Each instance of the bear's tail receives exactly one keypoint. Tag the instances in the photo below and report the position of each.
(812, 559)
--
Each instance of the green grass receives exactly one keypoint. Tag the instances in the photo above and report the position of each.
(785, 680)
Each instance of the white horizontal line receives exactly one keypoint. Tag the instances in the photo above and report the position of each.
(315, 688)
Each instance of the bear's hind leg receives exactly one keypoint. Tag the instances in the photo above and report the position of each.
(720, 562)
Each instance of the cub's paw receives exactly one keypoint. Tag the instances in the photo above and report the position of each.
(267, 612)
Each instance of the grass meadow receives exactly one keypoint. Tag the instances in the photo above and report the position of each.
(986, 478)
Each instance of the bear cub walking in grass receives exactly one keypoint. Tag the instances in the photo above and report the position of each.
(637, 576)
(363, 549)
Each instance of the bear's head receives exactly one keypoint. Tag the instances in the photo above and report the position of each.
--
◆ Work to complete ◆
Above are some records; copy exactly the lines from the one with "Each instance of the bear cub" through the one with "Each instance of the bear's head", both included, and no others.

◆ Reply ◆
Each instance of the bear cub walking in grass receives exactly one keypoint. Tag the instances in the photo above and report the position of each.
(637, 576)
(363, 549)
Each instance of the bear's head receives exactly one keypoint. Tag the instances in the photo above and report the position of each.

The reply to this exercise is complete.